[AIM OF THE EXERCISE]
Skip every picture, then write out exactly the lines of the listing below from the line that contains "emblem in the photo above." through the final line.

begin

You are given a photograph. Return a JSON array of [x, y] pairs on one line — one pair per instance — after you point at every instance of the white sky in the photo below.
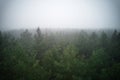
[[60, 14]]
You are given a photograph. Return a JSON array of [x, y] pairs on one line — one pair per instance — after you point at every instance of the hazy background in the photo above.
[[82, 14]]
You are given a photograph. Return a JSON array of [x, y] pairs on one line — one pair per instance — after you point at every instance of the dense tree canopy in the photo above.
[[78, 55]]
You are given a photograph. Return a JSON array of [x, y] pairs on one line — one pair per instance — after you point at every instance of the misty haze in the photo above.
[[59, 40]]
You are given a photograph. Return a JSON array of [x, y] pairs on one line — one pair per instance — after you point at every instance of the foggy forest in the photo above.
[[60, 54], [59, 39]]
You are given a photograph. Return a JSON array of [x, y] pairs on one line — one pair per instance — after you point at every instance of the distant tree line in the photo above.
[[82, 56]]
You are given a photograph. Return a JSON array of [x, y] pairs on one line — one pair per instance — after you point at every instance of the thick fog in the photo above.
[[82, 14]]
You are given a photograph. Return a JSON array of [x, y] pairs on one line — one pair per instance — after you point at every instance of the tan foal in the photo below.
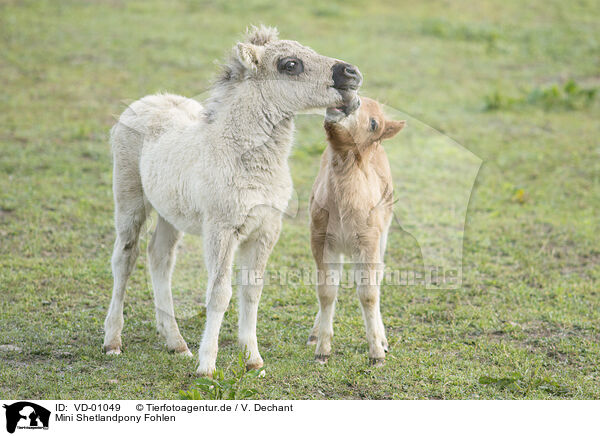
[[351, 211]]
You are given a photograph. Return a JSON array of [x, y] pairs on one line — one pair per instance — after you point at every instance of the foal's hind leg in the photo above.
[[253, 256], [128, 222], [161, 254]]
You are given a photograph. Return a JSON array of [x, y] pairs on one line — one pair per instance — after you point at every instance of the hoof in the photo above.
[[184, 353], [377, 362], [112, 350], [181, 351], [204, 373], [322, 358]]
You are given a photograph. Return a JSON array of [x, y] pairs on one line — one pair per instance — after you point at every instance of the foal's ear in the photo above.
[[392, 128], [249, 54]]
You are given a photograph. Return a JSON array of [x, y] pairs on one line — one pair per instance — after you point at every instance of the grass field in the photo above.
[[514, 84]]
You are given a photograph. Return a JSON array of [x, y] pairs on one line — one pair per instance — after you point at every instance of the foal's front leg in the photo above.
[[253, 256], [219, 248], [368, 276]]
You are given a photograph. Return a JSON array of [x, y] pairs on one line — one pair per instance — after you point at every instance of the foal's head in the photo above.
[[291, 76], [360, 130]]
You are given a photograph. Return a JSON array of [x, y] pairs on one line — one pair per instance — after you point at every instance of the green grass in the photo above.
[[525, 322]]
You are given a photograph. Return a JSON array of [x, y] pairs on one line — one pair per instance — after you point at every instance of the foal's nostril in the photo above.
[[351, 71], [346, 76]]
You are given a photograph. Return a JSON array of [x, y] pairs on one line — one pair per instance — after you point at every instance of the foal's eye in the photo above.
[[373, 125], [291, 66]]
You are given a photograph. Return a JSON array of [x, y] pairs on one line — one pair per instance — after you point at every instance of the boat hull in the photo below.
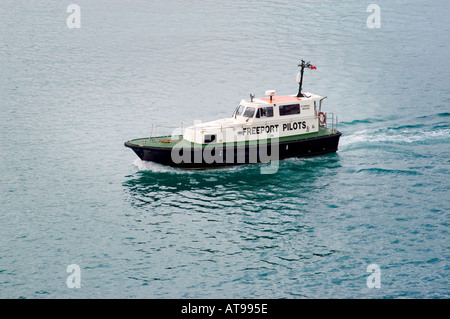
[[214, 157]]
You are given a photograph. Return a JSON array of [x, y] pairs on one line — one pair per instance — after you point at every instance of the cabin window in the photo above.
[[290, 109], [209, 138], [249, 112], [265, 112]]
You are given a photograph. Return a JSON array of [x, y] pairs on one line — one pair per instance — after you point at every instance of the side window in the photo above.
[[249, 112], [265, 112], [290, 109]]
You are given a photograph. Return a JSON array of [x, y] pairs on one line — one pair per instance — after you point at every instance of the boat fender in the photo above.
[[322, 118]]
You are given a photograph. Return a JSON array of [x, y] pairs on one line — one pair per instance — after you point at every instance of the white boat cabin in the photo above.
[[262, 118]]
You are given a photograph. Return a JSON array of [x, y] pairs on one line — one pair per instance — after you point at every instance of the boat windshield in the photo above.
[[249, 112]]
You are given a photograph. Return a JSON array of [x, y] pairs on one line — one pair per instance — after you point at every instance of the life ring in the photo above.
[[322, 118]]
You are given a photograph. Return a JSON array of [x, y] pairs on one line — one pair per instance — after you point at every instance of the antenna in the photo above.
[[303, 65]]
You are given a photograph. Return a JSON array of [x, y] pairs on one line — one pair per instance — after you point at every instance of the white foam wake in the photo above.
[[403, 136]]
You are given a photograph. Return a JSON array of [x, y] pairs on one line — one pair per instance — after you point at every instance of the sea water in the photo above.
[[82, 217]]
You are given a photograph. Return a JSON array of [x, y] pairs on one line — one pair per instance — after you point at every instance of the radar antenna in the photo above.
[[303, 65]]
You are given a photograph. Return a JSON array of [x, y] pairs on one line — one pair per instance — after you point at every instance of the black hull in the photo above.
[[238, 155]]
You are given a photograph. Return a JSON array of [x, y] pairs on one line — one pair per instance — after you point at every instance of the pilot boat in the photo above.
[[261, 130]]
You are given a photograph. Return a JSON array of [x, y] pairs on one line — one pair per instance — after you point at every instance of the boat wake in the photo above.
[[401, 136], [159, 168]]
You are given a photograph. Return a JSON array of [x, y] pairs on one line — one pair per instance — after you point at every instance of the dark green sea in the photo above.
[[72, 194]]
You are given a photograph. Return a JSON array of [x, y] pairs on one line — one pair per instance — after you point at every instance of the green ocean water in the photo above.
[[71, 193]]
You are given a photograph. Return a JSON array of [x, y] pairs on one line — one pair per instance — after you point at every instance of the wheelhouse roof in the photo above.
[[286, 98]]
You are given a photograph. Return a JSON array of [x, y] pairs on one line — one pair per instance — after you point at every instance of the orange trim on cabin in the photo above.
[[280, 99]]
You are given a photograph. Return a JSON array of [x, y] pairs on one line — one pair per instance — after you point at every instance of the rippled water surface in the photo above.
[[71, 193]]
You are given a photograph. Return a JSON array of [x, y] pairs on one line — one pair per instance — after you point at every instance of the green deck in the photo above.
[[169, 142]]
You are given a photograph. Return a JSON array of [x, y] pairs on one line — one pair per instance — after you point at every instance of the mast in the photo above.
[[303, 65]]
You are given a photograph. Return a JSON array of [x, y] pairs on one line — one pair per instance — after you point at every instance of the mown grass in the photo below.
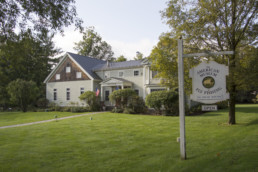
[[12, 118], [120, 142]]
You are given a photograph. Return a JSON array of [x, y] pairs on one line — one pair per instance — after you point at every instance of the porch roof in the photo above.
[[116, 82]]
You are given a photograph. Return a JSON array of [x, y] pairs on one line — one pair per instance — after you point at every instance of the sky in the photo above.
[[127, 25]]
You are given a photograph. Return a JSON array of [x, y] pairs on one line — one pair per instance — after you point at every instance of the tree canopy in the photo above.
[[121, 59], [217, 25], [92, 45], [37, 15]]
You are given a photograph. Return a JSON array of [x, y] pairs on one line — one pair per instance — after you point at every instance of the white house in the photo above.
[[76, 74]]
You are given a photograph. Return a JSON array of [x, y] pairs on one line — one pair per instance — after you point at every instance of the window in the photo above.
[[107, 95], [154, 73], [81, 90], [57, 76], [121, 74], [68, 94], [68, 69], [55, 94], [136, 73], [78, 75], [107, 74]]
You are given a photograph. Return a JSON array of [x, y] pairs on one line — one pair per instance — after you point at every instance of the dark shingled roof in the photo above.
[[87, 63], [118, 65]]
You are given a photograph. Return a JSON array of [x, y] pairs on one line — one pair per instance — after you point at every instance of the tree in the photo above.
[[22, 93], [216, 25], [139, 56], [26, 56], [41, 15], [93, 46], [121, 59]]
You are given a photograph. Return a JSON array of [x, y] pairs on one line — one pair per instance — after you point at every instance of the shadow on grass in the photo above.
[[247, 109], [254, 122]]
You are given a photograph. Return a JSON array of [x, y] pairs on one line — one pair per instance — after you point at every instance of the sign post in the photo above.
[[181, 99], [181, 90]]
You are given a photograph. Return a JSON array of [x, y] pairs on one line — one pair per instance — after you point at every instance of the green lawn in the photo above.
[[120, 142], [12, 118]]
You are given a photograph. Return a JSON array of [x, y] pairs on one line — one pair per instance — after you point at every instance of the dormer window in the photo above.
[[57, 76], [121, 74], [107, 74], [78, 75], [68, 69]]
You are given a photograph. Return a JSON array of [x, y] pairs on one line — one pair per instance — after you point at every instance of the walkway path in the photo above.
[[50, 120]]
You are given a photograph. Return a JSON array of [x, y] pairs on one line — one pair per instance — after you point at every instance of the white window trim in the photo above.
[[80, 75], [154, 76], [68, 69], [58, 76], [106, 73], [122, 72], [138, 72]]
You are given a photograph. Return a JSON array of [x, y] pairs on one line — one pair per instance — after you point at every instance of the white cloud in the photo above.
[[128, 49]]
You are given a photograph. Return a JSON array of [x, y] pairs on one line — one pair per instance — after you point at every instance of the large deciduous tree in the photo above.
[[38, 15], [26, 56], [92, 45], [22, 93], [216, 25]]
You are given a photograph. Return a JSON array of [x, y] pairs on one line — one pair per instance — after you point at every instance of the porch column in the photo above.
[[101, 93]]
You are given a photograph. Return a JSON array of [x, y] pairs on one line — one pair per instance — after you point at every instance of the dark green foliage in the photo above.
[[167, 99], [41, 15], [121, 97], [22, 93], [93, 46], [91, 99]]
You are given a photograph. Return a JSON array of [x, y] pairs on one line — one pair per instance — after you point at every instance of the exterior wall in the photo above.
[[61, 87], [71, 76], [129, 76]]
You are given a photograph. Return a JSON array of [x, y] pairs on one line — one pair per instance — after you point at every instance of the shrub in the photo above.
[[155, 100], [167, 99]]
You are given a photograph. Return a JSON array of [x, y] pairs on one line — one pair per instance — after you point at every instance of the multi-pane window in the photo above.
[[107, 74], [136, 73], [107, 95], [68, 94], [154, 73], [121, 74], [78, 75], [55, 94], [68, 69], [57, 76], [81, 90]]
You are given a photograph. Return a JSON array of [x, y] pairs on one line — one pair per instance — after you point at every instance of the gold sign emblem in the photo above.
[[208, 82]]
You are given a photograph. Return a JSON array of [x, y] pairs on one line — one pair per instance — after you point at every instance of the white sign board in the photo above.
[[209, 107], [209, 82]]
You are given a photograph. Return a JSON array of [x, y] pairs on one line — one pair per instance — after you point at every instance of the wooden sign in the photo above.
[[209, 82]]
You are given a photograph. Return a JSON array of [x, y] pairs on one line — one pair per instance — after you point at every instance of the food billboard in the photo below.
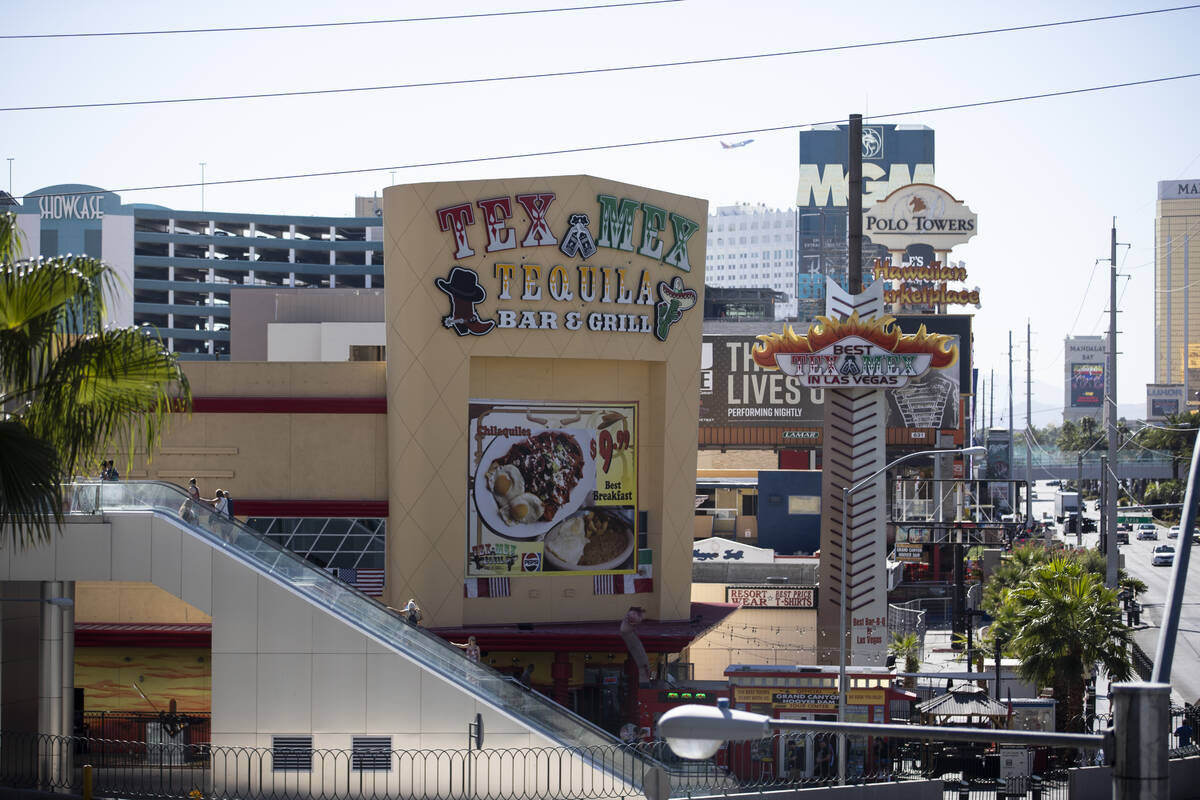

end

[TASK RESULT]
You are given a photograph. Return a JSON array of [x, y] pairs on one line — one pair per instance — after you point at every instance of the gold sign emblem in the photo above.
[[208, 82]]
You are given a photograph. Return a JSON array of [x, y] pairs on one line — one pair per instance — after you point at every instance of the white sign board in the photo above.
[[209, 107], [209, 82]]
You are given a photograph. Return a JSON array of [x, y] pairs on one line — one pair per instance — after you point at every instance of the wooden sign in the photo above.
[[209, 82]]
You are given a photograph. Return a JSON array of [x, y] pairs on one line — one pair per instance — after you point at every instance of the food billboard in the photo below.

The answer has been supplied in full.